Reproduce the forum post on corporations and regulation word for word, from start to finish.

— start of SOURCE —

So, as a conservative, is this all okay by you? Are you fine with the continued growth of rights and power of artificial citizens, while the real ones are having their rights chipped away?

Corporations being granted "personhood" occurred in the late 1800's so didn't apply prior to that.

Rockefeller had a hand in establishing that so I suspect it has it's failings.

Corporations do tend to support Democrats more than Republicans as they know that Democrats will make legislation that regulates them, protecting them from competition and granting them a privileged place in the market. Republicans are more likely to allow more competition and less regulation.

I was reading the link you supplied and they are anti-corporate. I could support some of their position but their singular view of corporations as entirely concerned with profit and nothing else is something I can't take as serious. They do have to look at the effect of all policies on profit. Cuurrently, corporate image is important to profit. So they are concentrating on image - going green, giving back to the community, being socially and environmentally responsible, blah,blah,blah....all of that is a cost calculated to balance out in customer support and loyalty. All it does is increase the cost of doing business. The costs are paid out of increased prices to consumers. These types of things limit competition by making the cost of doing business too expensive for emergent and thus marginally profitable enterprises. All the regulation and licensing and requirements help the big corporations by limiting the competitive field. If you want fairness and equality in this area you have to stop protecting those that wish to limit their competition through the hoops and red tape of regulation.

It is in the interests of profit that they have lawyers and lobbyists to interpret and present legislative suggestions to politicians. Expensive lawyers and lobbyists and accountants that also add to costs passed on to consumers besides the less competitive field.

I think that poeple can see what corporations are doing if they support a political party. Actually, Unions are likely to support the corporate view politically as it benefits them. Of course, corporations don't always argue for more regulations. An established cartel may want less regulatory intrusion once their positions are well established in the market.

— end of SOURCE —
— start of DATA SECTION —

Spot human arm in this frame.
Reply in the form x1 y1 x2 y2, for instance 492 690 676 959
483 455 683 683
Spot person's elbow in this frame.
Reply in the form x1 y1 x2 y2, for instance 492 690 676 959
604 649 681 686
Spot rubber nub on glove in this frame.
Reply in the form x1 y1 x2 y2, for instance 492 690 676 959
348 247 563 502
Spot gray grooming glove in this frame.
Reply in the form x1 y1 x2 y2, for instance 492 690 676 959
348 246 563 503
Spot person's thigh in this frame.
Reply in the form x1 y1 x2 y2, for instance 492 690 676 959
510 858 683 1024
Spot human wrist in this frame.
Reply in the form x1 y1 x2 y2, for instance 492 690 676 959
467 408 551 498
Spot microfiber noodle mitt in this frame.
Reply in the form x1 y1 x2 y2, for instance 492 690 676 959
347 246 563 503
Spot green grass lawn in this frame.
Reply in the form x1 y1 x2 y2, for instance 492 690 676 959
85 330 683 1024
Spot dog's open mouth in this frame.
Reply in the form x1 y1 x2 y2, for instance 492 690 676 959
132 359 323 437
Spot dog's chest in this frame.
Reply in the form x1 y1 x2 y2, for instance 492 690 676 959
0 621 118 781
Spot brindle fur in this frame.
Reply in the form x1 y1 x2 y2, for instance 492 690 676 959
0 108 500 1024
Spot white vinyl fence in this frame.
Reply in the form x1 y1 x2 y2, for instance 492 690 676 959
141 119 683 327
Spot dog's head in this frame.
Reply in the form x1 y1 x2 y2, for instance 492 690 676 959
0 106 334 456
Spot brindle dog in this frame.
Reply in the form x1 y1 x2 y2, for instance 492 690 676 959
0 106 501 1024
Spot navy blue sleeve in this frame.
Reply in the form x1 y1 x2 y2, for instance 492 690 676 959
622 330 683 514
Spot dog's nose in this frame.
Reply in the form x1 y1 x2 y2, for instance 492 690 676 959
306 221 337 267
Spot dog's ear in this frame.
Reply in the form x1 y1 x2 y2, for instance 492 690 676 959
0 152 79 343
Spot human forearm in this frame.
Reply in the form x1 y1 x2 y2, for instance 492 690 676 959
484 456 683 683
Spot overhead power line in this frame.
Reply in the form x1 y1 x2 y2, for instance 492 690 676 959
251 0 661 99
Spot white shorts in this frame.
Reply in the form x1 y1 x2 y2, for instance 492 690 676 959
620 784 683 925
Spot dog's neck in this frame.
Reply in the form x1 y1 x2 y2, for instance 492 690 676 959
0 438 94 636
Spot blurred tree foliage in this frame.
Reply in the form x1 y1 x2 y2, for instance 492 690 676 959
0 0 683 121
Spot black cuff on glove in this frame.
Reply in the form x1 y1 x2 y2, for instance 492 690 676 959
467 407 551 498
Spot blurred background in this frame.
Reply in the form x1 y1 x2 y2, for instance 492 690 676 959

— end of DATA SECTION —

▶ _ANSWER TO THIS EXERCISE_:
So, as a conservative, is this all okay by you? Are you fine with the continued growth of rights and power of artificial citizens, while the real ones are having their rights chipped away?

Corporations being granted "personhood" occurred in the late 1800's so didn't apply prior to that.

Rockefeller had a hand in establishing that so I suspect it has it's failings.

Corporations do tend to support Democrats more than Republicans as they know that Democrats will make legislation that regulates them, protecting them from competition and granting them a privileged place in the market. Republicans are more likely to allow more competition and less regulation.

I was reading the link you supplied and they are anti-corporate. I could support some of their position but their singular view of corporations as entirely concerned with profit and nothing else is something I can't take as serious. They do have to look at the effect of all policies on profit. Cuurrently, corporate image is important to profit. So they are concentrating on image - going green, giving back to the community, being socially and environmentally responsible, blah,blah,blah....all of that is a cost calculated to balance out in customer support and loyalty. All it does is increase the cost of doing business. The costs are paid out of increased prices to consumers. These types of things limit competition by making the cost of doing business too expensive for emergent and thus marginally profitable enterprises. All the regulation and licensing and requirements help the big corporations by limiting the competitive field. If you want fairness and equality in this area you have to stop protecting those that wish to limit their competition through the hoops and red tape of regulation.

It is in the interests of profit that they have lawyers and lobbyists to interpret and present legislative suggestions to politicians. Expensive lawyers and lobbyists and accountants that also add to costs passed on to consumers besides the less competitive field.

I think that poeple can see what corporations are doing if they support a political party. Actually, Unions are likely to support the corporate view politically as it benefits them. Of course, corporations don't always argue for more regulations. An established cartel may want less regulatory intrusion once their positions are well established in the market.